__WRITTEN INSTRUCTION__:
Find every line in the material below that contains the word "pink", and copy each of those lines.

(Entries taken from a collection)
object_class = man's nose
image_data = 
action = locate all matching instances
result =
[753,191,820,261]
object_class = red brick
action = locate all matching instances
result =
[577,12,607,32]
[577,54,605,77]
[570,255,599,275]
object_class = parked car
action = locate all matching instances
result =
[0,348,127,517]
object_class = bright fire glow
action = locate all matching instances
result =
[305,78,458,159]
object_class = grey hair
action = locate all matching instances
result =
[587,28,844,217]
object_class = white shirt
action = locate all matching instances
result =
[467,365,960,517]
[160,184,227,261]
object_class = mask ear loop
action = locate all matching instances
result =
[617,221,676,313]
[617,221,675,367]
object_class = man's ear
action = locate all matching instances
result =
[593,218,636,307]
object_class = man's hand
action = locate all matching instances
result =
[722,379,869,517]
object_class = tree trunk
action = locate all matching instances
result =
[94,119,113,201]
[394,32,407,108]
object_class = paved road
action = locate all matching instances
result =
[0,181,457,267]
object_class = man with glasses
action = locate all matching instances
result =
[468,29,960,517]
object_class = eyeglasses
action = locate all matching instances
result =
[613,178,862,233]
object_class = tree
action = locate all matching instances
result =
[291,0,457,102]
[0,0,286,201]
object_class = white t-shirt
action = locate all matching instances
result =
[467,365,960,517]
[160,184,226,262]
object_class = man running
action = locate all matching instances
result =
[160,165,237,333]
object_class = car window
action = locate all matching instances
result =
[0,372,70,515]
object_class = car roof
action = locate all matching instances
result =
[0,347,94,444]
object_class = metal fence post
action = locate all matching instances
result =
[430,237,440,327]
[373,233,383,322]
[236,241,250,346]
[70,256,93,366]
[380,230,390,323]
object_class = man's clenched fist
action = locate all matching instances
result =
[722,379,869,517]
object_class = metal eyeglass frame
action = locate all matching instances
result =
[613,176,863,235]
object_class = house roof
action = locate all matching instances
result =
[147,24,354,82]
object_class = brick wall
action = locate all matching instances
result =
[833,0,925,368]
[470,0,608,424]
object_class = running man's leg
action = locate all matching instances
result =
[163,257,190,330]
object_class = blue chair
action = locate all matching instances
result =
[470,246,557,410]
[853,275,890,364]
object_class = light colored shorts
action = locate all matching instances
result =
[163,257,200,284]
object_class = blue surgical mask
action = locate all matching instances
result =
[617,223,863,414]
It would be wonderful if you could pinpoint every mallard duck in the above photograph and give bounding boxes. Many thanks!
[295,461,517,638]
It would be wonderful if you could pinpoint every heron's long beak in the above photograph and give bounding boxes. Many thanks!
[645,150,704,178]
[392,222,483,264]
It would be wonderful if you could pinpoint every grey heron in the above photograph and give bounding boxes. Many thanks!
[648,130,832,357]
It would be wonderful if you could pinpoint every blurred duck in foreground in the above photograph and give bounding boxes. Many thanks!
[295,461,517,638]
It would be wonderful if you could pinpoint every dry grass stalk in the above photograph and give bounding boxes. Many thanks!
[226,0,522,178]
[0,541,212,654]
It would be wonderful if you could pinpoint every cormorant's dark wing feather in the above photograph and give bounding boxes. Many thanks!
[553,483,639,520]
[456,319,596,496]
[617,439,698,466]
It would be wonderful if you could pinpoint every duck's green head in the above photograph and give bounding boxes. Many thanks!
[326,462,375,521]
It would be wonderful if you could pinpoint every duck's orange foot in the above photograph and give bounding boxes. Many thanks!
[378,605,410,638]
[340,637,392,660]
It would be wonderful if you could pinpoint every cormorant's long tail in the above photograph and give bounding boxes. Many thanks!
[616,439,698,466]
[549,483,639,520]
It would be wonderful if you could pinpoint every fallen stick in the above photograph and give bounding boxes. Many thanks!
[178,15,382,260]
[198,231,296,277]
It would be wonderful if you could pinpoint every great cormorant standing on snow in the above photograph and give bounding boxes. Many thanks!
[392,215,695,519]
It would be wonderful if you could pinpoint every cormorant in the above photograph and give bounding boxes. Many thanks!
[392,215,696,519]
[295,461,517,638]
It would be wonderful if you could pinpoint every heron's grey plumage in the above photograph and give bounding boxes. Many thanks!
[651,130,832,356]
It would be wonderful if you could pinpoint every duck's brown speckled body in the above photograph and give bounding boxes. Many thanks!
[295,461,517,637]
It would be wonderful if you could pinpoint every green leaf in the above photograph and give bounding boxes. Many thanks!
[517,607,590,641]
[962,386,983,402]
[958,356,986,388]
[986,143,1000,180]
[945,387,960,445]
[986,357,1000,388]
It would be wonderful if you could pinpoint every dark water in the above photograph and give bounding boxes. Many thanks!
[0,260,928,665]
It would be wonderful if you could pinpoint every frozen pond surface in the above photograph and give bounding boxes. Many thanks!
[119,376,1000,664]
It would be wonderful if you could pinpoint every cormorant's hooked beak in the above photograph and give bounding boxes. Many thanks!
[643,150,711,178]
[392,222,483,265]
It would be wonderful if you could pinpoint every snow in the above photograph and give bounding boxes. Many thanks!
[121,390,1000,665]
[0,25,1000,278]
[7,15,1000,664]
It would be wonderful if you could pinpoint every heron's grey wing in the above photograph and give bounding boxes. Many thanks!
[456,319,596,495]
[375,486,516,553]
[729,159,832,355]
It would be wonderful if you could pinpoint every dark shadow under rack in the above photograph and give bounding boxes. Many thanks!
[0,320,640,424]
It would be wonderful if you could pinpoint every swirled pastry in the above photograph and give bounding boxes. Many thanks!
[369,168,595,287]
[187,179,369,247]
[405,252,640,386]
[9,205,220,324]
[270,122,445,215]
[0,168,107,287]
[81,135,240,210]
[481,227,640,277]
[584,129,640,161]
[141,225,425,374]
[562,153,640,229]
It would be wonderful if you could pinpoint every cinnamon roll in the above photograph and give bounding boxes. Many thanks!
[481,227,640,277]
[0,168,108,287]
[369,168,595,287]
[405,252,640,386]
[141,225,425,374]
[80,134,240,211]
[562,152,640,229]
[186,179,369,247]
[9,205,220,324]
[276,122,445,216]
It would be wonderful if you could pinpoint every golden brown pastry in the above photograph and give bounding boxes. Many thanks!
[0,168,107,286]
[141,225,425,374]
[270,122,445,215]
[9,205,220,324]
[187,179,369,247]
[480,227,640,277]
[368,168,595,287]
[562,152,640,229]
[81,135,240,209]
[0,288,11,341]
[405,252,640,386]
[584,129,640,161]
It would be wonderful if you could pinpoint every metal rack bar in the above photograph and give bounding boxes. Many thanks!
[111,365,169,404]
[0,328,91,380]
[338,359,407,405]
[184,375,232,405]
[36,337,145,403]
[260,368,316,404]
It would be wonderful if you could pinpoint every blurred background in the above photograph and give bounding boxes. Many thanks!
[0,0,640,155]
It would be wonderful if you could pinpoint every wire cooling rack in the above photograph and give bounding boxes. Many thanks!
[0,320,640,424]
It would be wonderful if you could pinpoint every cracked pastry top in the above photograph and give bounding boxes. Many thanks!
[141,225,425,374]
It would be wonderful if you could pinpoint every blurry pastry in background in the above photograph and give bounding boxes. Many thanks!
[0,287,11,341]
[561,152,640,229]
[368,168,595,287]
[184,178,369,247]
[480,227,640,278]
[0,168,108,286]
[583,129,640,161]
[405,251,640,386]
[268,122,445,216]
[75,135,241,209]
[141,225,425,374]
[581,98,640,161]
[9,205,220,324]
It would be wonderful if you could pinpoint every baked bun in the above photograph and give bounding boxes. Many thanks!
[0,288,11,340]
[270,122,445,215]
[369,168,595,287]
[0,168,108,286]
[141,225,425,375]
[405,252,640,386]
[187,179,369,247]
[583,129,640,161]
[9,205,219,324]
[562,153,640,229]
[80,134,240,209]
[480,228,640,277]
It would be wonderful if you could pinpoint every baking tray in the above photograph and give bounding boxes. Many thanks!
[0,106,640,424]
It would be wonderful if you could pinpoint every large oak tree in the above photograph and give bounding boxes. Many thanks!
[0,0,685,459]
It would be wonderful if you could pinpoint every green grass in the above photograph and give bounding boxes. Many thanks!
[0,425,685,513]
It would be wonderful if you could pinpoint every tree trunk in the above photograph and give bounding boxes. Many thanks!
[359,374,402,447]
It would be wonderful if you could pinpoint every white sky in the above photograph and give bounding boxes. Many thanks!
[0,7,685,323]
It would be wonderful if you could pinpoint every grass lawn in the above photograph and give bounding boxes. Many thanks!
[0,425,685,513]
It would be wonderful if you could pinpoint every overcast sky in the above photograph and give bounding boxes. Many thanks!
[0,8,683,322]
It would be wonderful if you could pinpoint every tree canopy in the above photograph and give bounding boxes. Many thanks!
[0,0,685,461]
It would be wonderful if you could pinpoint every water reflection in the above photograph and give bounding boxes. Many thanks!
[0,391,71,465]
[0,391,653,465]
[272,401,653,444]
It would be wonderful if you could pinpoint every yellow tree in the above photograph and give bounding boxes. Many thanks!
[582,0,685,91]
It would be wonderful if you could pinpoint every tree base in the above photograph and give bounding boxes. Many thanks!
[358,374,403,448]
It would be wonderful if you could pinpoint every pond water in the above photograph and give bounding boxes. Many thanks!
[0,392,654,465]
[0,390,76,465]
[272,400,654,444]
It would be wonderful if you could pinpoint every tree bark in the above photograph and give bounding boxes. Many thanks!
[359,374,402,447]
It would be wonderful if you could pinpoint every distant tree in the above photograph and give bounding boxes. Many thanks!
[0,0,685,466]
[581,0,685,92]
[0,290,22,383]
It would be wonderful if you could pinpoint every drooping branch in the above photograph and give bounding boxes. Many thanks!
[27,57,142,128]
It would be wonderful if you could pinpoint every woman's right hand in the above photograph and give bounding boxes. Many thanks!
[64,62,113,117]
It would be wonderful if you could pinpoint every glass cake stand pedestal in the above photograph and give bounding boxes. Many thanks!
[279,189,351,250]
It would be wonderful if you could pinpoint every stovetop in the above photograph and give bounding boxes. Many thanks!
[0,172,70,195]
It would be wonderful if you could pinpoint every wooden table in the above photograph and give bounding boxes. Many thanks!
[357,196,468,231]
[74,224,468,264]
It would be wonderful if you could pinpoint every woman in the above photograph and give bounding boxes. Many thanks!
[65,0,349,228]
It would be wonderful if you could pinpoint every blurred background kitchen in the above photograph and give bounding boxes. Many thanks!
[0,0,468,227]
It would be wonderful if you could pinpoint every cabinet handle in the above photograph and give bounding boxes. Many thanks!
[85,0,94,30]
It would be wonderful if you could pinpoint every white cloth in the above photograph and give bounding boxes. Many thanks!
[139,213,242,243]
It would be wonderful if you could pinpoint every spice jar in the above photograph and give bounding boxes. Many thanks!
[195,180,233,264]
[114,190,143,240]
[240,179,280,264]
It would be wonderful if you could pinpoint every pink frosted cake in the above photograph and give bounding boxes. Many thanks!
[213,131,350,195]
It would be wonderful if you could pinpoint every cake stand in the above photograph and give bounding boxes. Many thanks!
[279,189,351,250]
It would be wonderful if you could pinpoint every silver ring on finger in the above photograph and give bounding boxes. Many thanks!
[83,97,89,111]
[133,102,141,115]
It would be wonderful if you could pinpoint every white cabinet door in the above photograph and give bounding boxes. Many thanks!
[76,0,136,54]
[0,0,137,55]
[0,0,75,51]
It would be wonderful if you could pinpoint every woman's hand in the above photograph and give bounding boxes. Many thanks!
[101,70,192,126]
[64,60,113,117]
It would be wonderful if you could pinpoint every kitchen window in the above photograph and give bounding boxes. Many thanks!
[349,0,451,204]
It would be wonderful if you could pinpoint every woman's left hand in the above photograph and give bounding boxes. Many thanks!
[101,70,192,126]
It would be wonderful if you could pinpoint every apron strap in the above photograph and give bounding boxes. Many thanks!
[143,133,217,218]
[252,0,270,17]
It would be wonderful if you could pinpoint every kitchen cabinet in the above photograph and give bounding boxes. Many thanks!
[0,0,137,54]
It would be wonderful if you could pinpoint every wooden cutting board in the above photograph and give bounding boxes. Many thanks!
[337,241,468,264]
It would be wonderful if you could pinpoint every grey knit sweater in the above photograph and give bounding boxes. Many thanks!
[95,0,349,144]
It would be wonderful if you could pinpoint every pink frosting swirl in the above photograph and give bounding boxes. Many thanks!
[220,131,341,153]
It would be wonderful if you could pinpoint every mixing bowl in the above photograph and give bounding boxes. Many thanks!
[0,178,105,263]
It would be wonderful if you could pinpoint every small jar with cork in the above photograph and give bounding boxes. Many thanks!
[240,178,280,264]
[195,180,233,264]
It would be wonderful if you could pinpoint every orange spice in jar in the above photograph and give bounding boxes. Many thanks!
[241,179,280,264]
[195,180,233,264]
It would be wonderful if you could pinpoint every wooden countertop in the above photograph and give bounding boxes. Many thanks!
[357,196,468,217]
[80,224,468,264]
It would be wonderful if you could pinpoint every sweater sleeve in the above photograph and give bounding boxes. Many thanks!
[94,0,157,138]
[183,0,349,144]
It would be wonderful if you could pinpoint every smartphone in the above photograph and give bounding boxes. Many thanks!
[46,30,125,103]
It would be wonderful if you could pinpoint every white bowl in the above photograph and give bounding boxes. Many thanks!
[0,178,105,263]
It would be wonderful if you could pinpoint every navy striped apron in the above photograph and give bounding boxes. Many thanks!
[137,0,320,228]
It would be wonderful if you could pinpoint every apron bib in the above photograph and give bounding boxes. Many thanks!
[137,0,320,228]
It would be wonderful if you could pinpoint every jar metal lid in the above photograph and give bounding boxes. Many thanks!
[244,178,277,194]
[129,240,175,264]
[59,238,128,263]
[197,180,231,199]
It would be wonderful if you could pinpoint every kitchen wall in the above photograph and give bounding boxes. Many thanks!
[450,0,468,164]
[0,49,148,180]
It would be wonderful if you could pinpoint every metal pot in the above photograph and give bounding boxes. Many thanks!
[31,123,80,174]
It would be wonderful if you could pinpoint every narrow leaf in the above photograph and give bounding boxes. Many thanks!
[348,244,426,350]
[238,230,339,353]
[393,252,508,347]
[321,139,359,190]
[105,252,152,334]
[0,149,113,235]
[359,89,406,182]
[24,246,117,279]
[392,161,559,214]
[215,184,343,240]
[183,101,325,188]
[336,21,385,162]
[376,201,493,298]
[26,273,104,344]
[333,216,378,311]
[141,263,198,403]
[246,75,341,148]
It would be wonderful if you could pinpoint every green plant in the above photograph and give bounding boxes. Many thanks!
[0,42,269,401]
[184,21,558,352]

__RESULT OF THIS EXERCISE__:
It would be wonderful if you could pinpoint every pink frosted cake in the above photograph and give bounding boxes. Many thanks!
It would be wonderful if you could pinpoint every pink frosting swirl in the above photograph and give bounding boxes. Many thanks!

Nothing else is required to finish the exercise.